_WHAT THE TASK ASKS_.
From the line that holds "Pin the green shrub" to the last line of the data, copy everything exactly; leave out all the rest.

[Records from a data collection]
════════════════

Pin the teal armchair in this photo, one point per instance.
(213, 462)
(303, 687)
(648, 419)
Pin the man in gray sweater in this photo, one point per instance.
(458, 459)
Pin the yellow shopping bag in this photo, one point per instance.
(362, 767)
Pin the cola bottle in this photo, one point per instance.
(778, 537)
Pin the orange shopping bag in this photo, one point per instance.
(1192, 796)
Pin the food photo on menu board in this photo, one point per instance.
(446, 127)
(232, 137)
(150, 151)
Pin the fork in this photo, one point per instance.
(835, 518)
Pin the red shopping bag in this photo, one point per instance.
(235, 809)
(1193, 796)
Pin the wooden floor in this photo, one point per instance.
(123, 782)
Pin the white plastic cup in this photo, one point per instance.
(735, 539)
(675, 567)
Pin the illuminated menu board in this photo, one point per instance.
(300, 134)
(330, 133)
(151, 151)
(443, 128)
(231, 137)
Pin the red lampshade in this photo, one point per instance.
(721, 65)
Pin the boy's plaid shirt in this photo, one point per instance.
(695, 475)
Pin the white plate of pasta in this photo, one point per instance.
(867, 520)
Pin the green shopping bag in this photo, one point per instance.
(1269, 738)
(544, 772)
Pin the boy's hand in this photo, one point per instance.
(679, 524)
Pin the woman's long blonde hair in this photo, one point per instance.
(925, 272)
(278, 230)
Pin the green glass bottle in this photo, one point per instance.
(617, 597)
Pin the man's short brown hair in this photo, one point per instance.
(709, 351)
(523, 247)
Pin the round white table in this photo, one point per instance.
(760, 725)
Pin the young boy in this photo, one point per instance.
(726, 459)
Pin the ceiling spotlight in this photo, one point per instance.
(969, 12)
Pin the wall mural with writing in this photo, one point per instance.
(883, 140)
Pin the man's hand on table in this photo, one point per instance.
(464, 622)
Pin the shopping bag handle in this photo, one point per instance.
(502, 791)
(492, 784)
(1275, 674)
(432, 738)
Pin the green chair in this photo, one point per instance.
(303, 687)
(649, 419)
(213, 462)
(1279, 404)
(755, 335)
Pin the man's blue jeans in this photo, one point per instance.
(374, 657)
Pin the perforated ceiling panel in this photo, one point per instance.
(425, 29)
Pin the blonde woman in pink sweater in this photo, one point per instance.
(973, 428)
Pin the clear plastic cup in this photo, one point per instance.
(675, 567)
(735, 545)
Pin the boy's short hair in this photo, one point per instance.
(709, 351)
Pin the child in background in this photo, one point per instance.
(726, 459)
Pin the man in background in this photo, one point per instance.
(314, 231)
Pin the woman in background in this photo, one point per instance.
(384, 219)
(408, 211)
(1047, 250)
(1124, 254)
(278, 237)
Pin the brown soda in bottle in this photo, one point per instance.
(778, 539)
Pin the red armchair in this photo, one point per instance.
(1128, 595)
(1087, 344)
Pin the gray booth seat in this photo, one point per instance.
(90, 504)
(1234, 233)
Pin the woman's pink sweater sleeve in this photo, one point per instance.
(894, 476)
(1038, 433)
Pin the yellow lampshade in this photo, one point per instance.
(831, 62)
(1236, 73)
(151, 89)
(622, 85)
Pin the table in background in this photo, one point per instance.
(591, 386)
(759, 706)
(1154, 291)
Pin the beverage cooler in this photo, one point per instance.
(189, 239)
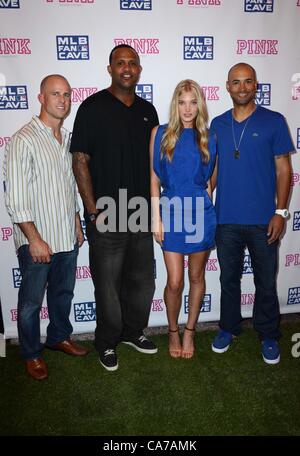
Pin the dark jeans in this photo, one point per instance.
(231, 241)
(122, 266)
(60, 275)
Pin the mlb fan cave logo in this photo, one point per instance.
(13, 97)
(145, 91)
(142, 5)
(293, 296)
(296, 221)
(9, 3)
(85, 311)
(198, 47)
(259, 6)
(72, 47)
(263, 94)
(13, 46)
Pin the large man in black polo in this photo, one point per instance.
(110, 146)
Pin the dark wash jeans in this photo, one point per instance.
(231, 241)
(60, 275)
(122, 269)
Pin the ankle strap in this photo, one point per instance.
(173, 330)
(189, 329)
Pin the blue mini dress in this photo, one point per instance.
(187, 212)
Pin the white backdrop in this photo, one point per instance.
(176, 39)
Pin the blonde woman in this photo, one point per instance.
(182, 156)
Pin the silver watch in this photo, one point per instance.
(283, 212)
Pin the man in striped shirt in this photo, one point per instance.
(41, 200)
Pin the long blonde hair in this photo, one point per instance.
(175, 126)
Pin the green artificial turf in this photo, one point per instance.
(234, 393)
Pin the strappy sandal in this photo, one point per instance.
(188, 353)
(174, 352)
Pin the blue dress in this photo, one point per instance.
(187, 212)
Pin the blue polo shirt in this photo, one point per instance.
(246, 186)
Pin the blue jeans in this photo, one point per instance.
(58, 277)
(231, 241)
(122, 268)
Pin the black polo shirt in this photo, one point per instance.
(116, 137)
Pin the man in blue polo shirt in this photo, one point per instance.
(253, 178)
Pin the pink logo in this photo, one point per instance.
(247, 299)
(210, 92)
(200, 2)
(292, 259)
(6, 233)
(295, 179)
(257, 47)
(11, 46)
(157, 305)
(79, 94)
(4, 140)
(83, 273)
(71, 1)
(141, 45)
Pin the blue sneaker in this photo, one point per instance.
(270, 351)
(222, 341)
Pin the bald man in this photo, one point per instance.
(253, 177)
(41, 200)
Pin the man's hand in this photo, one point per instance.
(79, 232)
(40, 251)
(275, 228)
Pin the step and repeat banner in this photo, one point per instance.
(176, 39)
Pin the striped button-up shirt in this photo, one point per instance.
(40, 185)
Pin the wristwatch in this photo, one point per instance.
(283, 212)
(93, 217)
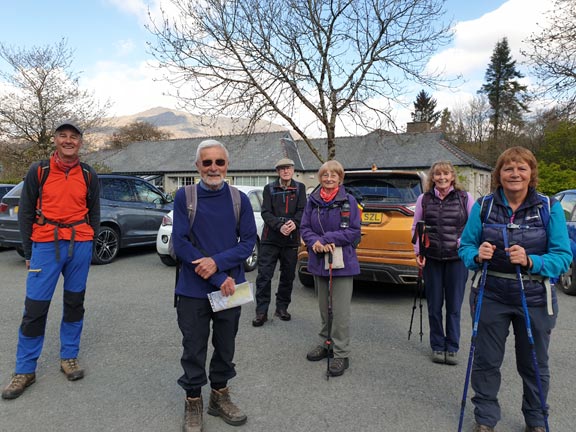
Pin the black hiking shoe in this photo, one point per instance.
(338, 366)
(259, 320)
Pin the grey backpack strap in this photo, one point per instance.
(237, 203)
(191, 202)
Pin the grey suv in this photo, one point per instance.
(131, 212)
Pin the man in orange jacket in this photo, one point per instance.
(59, 216)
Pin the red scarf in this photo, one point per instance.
(328, 196)
(62, 165)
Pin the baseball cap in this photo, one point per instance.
(71, 124)
(284, 162)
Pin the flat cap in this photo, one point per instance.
(284, 162)
(69, 123)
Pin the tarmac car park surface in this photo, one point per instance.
(131, 350)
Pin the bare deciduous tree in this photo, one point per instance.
(332, 62)
(42, 90)
(553, 53)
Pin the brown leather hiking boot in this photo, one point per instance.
(221, 405)
(17, 385)
(71, 369)
(193, 415)
(483, 428)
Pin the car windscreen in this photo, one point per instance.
(390, 190)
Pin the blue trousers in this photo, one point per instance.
(445, 282)
(41, 283)
(493, 330)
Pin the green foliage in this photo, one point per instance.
(425, 109)
(560, 145)
(552, 178)
(507, 97)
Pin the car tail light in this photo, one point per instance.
(166, 220)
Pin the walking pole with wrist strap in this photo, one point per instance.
(330, 345)
(422, 243)
(529, 333)
(473, 341)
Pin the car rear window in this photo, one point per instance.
(390, 190)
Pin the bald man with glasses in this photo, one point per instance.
(212, 252)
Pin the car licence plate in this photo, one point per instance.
(368, 217)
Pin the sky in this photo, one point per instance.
(109, 40)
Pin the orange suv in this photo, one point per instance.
(385, 253)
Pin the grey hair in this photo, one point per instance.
(210, 143)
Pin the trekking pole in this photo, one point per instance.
(532, 347)
(530, 336)
(420, 228)
(330, 347)
(473, 341)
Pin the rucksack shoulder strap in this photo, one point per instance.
(486, 206)
(545, 209)
(236, 202)
(191, 202)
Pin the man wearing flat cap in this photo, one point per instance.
(59, 216)
(282, 208)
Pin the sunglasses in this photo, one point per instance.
(208, 162)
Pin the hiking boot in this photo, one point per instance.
(193, 414)
(482, 428)
(318, 353)
(338, 366)
(17, 385)
(452, 358)
(283, 314)
(438, 356)
(259, 320)
(71, 369)
(221, 405)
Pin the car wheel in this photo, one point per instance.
(167, 260)
(107, 246)
(252, 261)
(305, 278)
(567, 282)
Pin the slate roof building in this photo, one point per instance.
(252, 157)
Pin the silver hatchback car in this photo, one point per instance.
(131, 210)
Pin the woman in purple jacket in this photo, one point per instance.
(329, 228)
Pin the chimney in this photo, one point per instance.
(418, 127)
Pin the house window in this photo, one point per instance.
(184, 181)
(251, 180)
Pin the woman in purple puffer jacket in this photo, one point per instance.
(328, 227)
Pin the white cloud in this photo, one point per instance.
(138, 8)
(474, 43)
(131, 89)
(124, 47)
(475, 40)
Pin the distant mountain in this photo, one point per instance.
(179, 123)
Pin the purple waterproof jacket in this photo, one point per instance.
(321, 221)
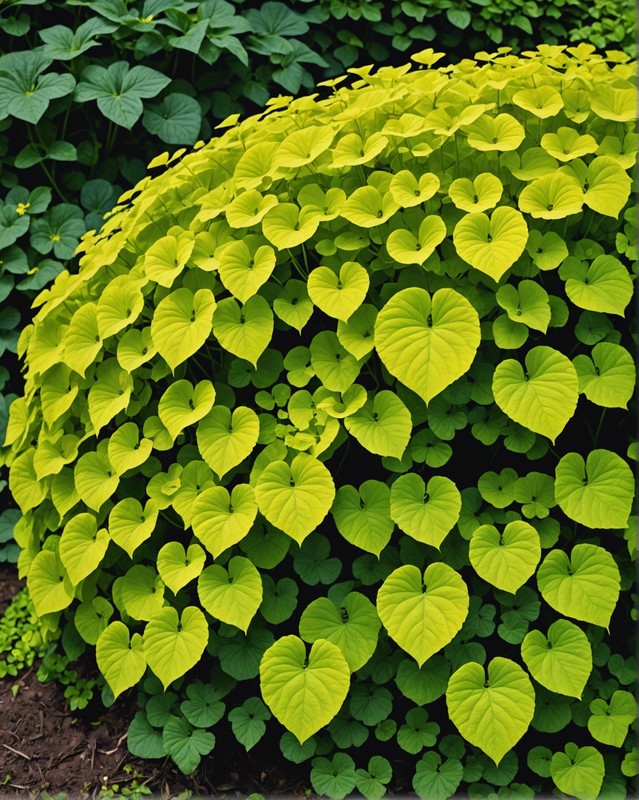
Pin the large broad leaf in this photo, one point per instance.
(352, 625)
(49, 585)
(234, 595)
(183, 404)
(383, 425)
(607, 376)
(181, 324)
(427, 513)
(225, 439)
(423, 616)
(338, 295)
(491, 711)
(507, 559)
(221, 518)
(244, 331)
(297, 498)
(579, 771)
(542, 398)
(427, 343)
(584, 586)
(606, 286)
(178, 567)
(304, 693)
(560, 661)
(609, 721)
(172, 645)
(363, 516)
(491, 244)
(82, 546)
(120, 659)
(597, 493)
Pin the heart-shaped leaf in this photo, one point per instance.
(542, 398)
(492, 712)
(423, 616)
(120, 659)
(491, 244)
(427, 513)
(427, 343)
(597, 493)
(363, 516)
(560, 661)
(172, 645)
(584, 586)
(177, 567)
(304, 693)
(221, 519)
(297, 498)
(234, 595)
(352, 625)
(506, 559)
(338, 295)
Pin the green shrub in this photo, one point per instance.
(339, 377)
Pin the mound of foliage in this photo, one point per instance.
(317, 438)
(80, 116)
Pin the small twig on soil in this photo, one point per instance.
(17, 752)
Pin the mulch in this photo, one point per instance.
(45, 747)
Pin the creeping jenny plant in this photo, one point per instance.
(271, 351)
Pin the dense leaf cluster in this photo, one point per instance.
(256, 445)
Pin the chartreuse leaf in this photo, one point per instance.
(244, 331)
(221, 519)
(405, 248)
(126, 450)
(225, 439)
(491, 244)
(408, 191)
(560, 661)
(363, 516)
(234, 595)
(382, 425)
(177, 567)
(304, 693)
(526, 304)
(480, 194)
(584, 586)
(245, 265)
(578, 771)
(49, 586)
(338, 295)
(423, 616)
(507, 559)
(597, 493)
(182, 404)
(607, 377)
(181, 324)
(610, 720)
(130, 524)
(542, 398)
(491, 711)
(82, 546)
(606, 286)
(172, 645)
(295, 498)
(92, 618)
(120, 659)
(427, 343)
(427, 513)
(352, 625)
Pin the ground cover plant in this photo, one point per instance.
(80, 116)
(317, 440)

════════════════

_EXERCISE OUTPUT_.
Pin the green shrub in this photo, one point per instance.
(339, 377)
Pin the mound of foliage in this photo, one point per instance.
(317, 438)
(80, 116)
Pin the small twig on soil in this photo, one point per instance.
(17, 752)
Pin the mulch in this photo, one point per instance.
(45, 747)
Pin the creeping jenny plant in this photo, one point per instance.
(271, 351)
Pin the dense leaf cluster in this photo, one point per instance.
(256, 445)
Pin the chartreuse leaf in this photo, one point per instance.
(244, 331)
(221, 519)
(405, 248)
(126, 450)
(225, 439)
(491, 244)
(408, 191)
(560, 661)
(363, 516)
(234, 595)
(382, 425)
(177, 567)
(304, 693)
(526, 304)
(480, 194)
(584, 586)
(245, 265)
(578, 771)
(49, 586)
(338, 295)
(423, 616)
(507, 559)
(597, 493)
(182, 404)
(607, 377)
(181, 324)
(610, 720)
(130, 524)
(542, 398)
(491, 711)
(82, 546)
(606, 286)
(172, 645)
(295, 498)
(92, 618)
(120, 659)
(427, 343)
(427, 513)
(352, 625)
Pin the ground cover plant in this photo, one point per instance.
(80, 116)
(317, 440)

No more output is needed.